TEXT SHOWN:
>> begin

A framework to build any data applications entirely on the decentralized Web3 infrastructures

Hi community,

This is Kuan Huang from (www.scout.cool). I am proposing an open source software framework that enables developers to quickly build any data applications entirely on the Web3 infrastructure. Whether someone is building an analytics dashboard for a dApp/protocol or leveraging existing machine learning models to do data science work, this framework should save you lots of time.

Problem:
Every blockchain data analytics company (including ourselves) that we know of is using centralized databases to index blockchain data before serving it to their users. As a result, the majority of data analytics charts or dashboards are living on centralized hosting services and databases. This approach is not only the opposite of where Web3 is heading but also creates a few real issues:

  1. Users are locked into a proprietary web platform due to the centralization of data indexes and hosting.
  2. The lack of transparency in how data is indexed and organized in a centralized database makes it very difficult to debug issues. We personally have run into numerous cases where the on-chain metrics we put together are different from other vendors.
  3. As faster L1 and L2 blockchains are becoming available, this approach is becoming the biggest bottleneck for every data company to scale.

Proposed Solution:
The MVP of the proposed software framework should provide:

  1. A generic module that efficiently pulls data from any subgraphs or other on-chain/off-chain data sources. This module should take care of some common challenges such as pulling from multiple subgraphs in parallel, handling “pagination” in subgraph in the background and etc. (One of the grantees from first wave, Keyko, might be working on some parts of what I am describing)

  2. A data transformation module that does the preparation before the visualizations. There are actually some existing package can be reused such as Pandas, Tensorflow. This also opens a door for any potential machine learning applications that leverage The Graph.

  3. Pre-built widgets (with the options to customize) to render charts and dashboards. Developer should be able to use very few lines of code to render a chart or design a dashboard without touching any front end code.

  4. A simple mechanism to deploy and sharing through decentralized hosting/storage services. The entire community can discover and learn.

  5. An easy to maintain structure since frequent updates of the applications are expected.

Why now:
We are beginning to see what the Web3 infrastructure might look like in the near future:

  1. Decentralized query layers such as The Graph (700+ subgraphs and growing!)
  2. Decentralized storage and hosting services such as IPFS, textile.io, Fleek.co
  3. Decentralized code repository such as Radicle
  4. Decentralized database/caching layer: threadDb, Gun DB

Some inspirations: (Sorry, I am not allowed to post more than two links as a new user in this forum)
Pandas
Observablehq
Streamlit
Vega-lite

7 Likes

Hey this is great! That problem statement definitely resonates.
I would be interested in how you think the different parts of that stack best fit together - for example we are looking at ways of extending subgraph functionality to make it easier to extract data (which might provide some of the functionality you describe in the “generic module”), up to and including “analytics” type functionality (aggregations & transformations). There have also been requests for “custom resolvers”, to give subgraph developers more flexibility in how the underlying data can be queried via graphQL.
However I do also definitely see value in separating concerns.

>> end

TASKS TO PERFORM:
a - Name every project listed under "Some inspirations" in the forum thread about a Web3 data framework.
b - Transcribe the forum thread about a Web3 data framework, starting at "I would be interested" and ending at "in separating concerns.".
c - Go on with the forum thread about a Web3 data framework from where it stops.

RECORDED INFORMATION:
>> begin

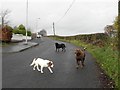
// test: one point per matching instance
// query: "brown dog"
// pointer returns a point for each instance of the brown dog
(80, 57)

>> end

OUTPUTS FOR THE TASKS:
a - Pandas, Observablehq, Streamlit, Vega-lite

b -
I would be interested in how you think the different parts of that stack best fit together - for example we are looking at ways of extending subgraph functionality to make it easier to extract data (which might provide some of the functionality you describe in the “generic module”), up to and including “analytics” type functionality (aggregations & transformations). There have also been requests for “custom resolvers”, to give subgraph developers more flexibility in how the underlying data can be queried via graphQL.
However I do also definitely see value in separating concerns.

c -
Might you be free to have a quick call to discuss?
PS vega-lite & streamlit are great!

Hi Adam,

I am based in NYC (est). What’s your email and I can send you a few available slots for a call? Mine is huangkuan at gmail

It’s definitely nice to have the flexibility in the subgraph to extract/aggregate/transform data. But we have also found the benefits of being able to do it on the application level.

For example, you have a subgraph that powers your web application but it is only 70% optimized for an analytics chart that you are building. Writing a few lines of code to transform the data is probably easier than updating the subgraph and redeploy it.

Here is another example. Let’s say I am building this project: https://beta.web3index.org/. Having the ability to aggregate/transform the data on the application level allows me to leverage all the existing public subgraphs without creating my own and syncing blockchain data from the beginning.

Great point on giving applications flexibility, in particular when it comes to leveraging subgraphs created and maintained by other developers.
Looking forward to catching up on this next week.

1 Like

Hey @huangkuan and @adamfuller - I’ve been building something very much like you describe for the past 10 years or so. Based on linked data / semantic web.

It basically maps any data (for example from GraphQL) to typed linked data … puts it in the global linked data graph … and then offers interface components based on the chosen universal types / schema (like Person, Token, Project, etc). You can build & click together itnerfaces and visualisations of the the data and finally publish it as a fully functioning web3 app.

After years of developing the underlaying tech I’m now launching it as a project / product and am getting more people involved. Just launched a very early rough website www.semantu.com

More demo’s - including visualization of data from The Graph - coming soon!
Get in touch with me for a 1-1 if this interests anyone, would love to get in touch with some people from The Graph to further explore this.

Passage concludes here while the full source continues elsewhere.